## start Document text
Emiliano Martínez: Mentality to match Aston Villa’s ambitions


In the city where Aston Villa’s class of ’82 made their penultimate trip en route to European glory, Belgium’s capital region, Brussels played the same setting for a modern-day Villan to begin a quest to realise his own dreams.

Otherwise known as the ‘Crossroads of Europe’, Brussels – the city that hosts Belgium’s most decorated football club, Anderlecht – probably best describes Emiliano Martínez’s journey to Premier League stardom.

His route to the top has been anything but ordinary with a story full of sacrifices not many would believe in order to reach his goals. Martínez promised his father that one day he’d repay his trust, and in 2014, Alberto travelled across the globe to watch Emi play in the Champions League for the first time.

Training with Petr Cech for Arsene Wenger’s Champions League Gunners was an eye-opener for Martínez after a two year stay at Independiente, a club five hours journey away from where he grew up, in a coastal Buenos Aires province.

Martínez left Club Atlético Independiente for London in 2010, and up until his departure from Arsenal last summer, he’d registered only 39 first-team appearances as well as spending time on loan at six clubs – Oxford, Sheffield Wednesday, Rotherham, Wolves, Getafe and Reading.

These are not the credentials for a world-class goalkeeper in the making.

Martínez wasn’t supposed to stake a claim for Argentina’s number one jersey, nor threaten to keep the most clean sheets for Aston Villa in a single Premier League season – but such are the extraordinary feats achievable at Villa Park right now, Martínez is proving all the doubters wrong at a club you dare bet against.

Having become a lower-league journeyman on loan deals away from The Emirates, the Argentine demonstrated a desire and determination to get minutes under his belt, polish his game and ultimately improve his chances of becoming the goalkeeper he is today, right from the get-go.

Only Manchester City’s Ederson has kept more Premier League clean sheets this season than Martínez, who is playing in front of a defence who had shipped the second-most league goals last term, excluding Matty Cash, who Villa bought from Nottingham Forest last summer.

Including the signings of Martínez and Cash, Villa devised a thorough summer transfer strategy which was effectively executed through some savvy negotiating. Captain Jack Grealish had persuaded Ross Barkley that Aston Villa was the place to realise his EURO 2020 ambitions, while Ollie Watkins needed little persuading in rejoining his former head coach Dean Smith.

Martínez however, had no shortage of potential suitors and by no means was a move to Villa destined to happen after displaying some quite sensational Project Restart form since deputising for the injury-stricken Bernd Leno.

Villa’s unsung goalkeeping coach Neil Cutler played a leading role in taking Martínez away from Arsenal for a fee worth up to £22 million in September.

“I did my research first,” Martínez told Villa TV after penning a four-year deal.
## end Document text
## start Data block
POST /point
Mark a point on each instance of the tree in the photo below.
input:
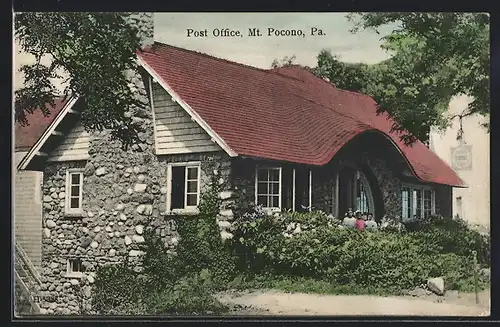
## end Data block
What to work on =
A - In the Emiliano Martínez article, reproduce the passage from "Otherwise known as" up to and including "Premier League stardom.", swapping "Crossroads of Europe" for "Heart of Europe".
B - Write the next part of the Emiliano Martínez article, picking up after its final sentence.

Results by task =
A -
Otherwise known as the ‘Heart of Europe’, Brussels – the city that hosts Belgium’s most decorated football club, Anderlecht – probably best describes Emiliano Martínez’s journey to Premier League stardom.

B -
“I spoke to many goalkeepers that I know and they only told me good things about him. When I spoke to him, he told me the way he works and how he wants me to improve my game. I truly believe his words, that’s why I’m here.”

Martínez settled right away at Villa Park. His debut penalty save at the Holte End against Sheffield United was a piece of history in itself. The Argentine became the first Villa goalkeeper to save a penalty and keep a clean sheet in the same game at Villa Park for the first time in Premier League history.

Martínez’s mentality matches Aston Villa’s ambitions

Training alongside Tom Heaton and Jed Steer on a day-to-day basis, Martínez’s undisputed claim for the number one spot is a testament to his performances this season and indeed the effect he’s had on a Villa team indebted to his influence so far this campaign.

Martínez was so embarrassed by his below-par display in a 3-1 home loss to West Ham, he demanded that some of the squad’s strikers do some extra shooting drills with him after training the following day. Two games later and Martínez hadn’t conceded a single goal after facing 17 shots from in-form Arsenal and Brighton sides.

For Martínez – a goalkeeper who acquitted himself very well during Project Restart and in loan moves in the Championship – a move to Villa, who only on the final day of last season secured Premier League safety may have seemed like a backwards step to outsiders.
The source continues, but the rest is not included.